Activity: Every record shown here needs to be repeated exactly.
*** Begin section ***
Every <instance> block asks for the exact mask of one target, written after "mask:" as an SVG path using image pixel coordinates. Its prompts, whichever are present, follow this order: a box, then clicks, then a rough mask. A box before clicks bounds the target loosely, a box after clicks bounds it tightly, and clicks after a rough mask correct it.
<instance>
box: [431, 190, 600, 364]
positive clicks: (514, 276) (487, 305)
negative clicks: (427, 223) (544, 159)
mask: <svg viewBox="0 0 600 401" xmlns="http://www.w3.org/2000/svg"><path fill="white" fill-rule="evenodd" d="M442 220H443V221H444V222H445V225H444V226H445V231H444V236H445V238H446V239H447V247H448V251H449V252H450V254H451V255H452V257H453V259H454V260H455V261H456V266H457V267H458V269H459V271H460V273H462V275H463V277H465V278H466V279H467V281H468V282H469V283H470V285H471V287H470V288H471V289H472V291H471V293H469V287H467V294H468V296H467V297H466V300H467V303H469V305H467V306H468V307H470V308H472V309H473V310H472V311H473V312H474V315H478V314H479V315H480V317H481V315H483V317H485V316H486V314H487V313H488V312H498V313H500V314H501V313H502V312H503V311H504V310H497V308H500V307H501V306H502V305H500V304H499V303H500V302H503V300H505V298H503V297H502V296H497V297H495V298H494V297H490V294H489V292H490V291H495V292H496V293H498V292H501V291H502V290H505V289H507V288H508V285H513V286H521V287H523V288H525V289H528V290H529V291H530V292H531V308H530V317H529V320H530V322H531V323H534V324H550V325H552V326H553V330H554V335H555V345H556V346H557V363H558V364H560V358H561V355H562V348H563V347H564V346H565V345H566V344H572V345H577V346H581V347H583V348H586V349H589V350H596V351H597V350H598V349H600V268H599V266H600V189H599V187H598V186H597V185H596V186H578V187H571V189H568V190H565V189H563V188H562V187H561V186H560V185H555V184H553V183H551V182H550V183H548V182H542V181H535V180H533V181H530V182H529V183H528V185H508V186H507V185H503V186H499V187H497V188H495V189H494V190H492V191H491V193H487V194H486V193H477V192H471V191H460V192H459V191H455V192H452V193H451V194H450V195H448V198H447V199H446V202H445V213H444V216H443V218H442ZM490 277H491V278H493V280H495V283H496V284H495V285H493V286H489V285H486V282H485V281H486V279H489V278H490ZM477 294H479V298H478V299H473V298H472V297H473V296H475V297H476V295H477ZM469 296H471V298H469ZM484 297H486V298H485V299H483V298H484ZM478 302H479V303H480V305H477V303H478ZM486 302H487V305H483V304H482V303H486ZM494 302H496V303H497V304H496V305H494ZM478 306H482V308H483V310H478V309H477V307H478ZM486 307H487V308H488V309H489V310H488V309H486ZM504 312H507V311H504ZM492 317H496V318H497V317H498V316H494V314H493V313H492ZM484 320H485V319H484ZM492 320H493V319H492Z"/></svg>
*** End section ***
Written response:
Every <instance> block asks for the exact mask of one target, written after "mask:" as an SVG path using image pixel coordinates. Its prompts, whichever are present, follow this order: a box, then clicks, then a rough mask. A box before clicks bounds the target loosely, a box after clicks bounds it tightly, and clicks after a rough mask correct it.
<instance>
box: [431, 190, 600, 364]
positive clicks: (514, 276) (487, 305)
negative clicks: (427, 223) (544, 159)
mask: <svg viewBox="0 0 600 401" xmlns="http://www.w3.org/2000/svg"><path fill="white" fill-rule="evenodd" d="M442 220H443V221H444V222H445V225H444V226H445V231H444V236H445V238H446V239H447V247H448V251H449V252H450V254H451V255H452V257H453V259H454V260H455V261H456V266H457V267H458V269H459V271H460V273H462V275H463V277H465V278H466V279H467V281H468V282H469V283H470V285H471V287H470V288H471V289H472V291H471V293H469V287H467V294H468V296H467V297H466V300H467V303H469V305H467V306H468V307H470V308H472V309H473V310H472V311H473V312H474V315H478V314H479V315H480V317H481V315H483V317H485V316H486V314H487V313H488V312H498V313H500V314H501V313H502V312H503V311H504V310H497V308H500V307H501V306H502V305H500V304H499V303H500V302H503V300H505V298H503V297H502V296H497V297H495V298H494V297H490V294H489V292H490V291H495V292H496V293H498V292H501V291H502V290H505V289H507V288H508V285H513V286H521V287H523V288H525V289H528V290H529V291H530V292H531V308H530V317H529V320H530V322H531V323H534V324H550V325H552V326H553V330H554V335H555V345H556V346H557V363H558V364H560V358H561V355H562V348H563V347H564V346H565V345H566V344H572V345H577V346H581V347H583V348H586V349H589V350H596V351H597V350H598V349H600V268H599V266H600V189H599V187H598V186H597V185H596V186H578V187H571V189H568V190H565V189H563V188H562V187H561V186H560V185H555V184H553V183H551V182H550V183H548V182H542V181H535V180H533V181H530V182H529V183H528V185H508V186H507V185H503V186H499V187H497V188H495V189H494V190H492V191H491V193H487V194H486V193H477V192H471V191H460V192H459V191H455V192H452V193H451V194H450V195H448V198H447V199H446V202H445V213H444V216H443V218H442ZM490 277H491V278H493V280H495V283H496V284H495V285H493V286H489V285H486V282H485V281H486V279H489V278H490ZM477 294H479V298H478V299H473V298H472V297H473V296H475V297H476V295H477ZM469 296H471V298H469ZM484 297H486V298H485V299H483V298H484ZM478 302H479V303H480V305H477V303H478ZM486 302H487V305H483V304H482V303H486ZM494 302H496V303H497V304H496V305H494ZM478 306H482V308H483V310H478V309H477V307H478ZM486 307H487V308H488V309H489V310H488V309H486ZM504 312H507V311H504ZM492 317H496V318H497V317H498V316H494V314H493V313H492ZM484 320H485V319H484ZM492 320H493V319H492Z"/></svg>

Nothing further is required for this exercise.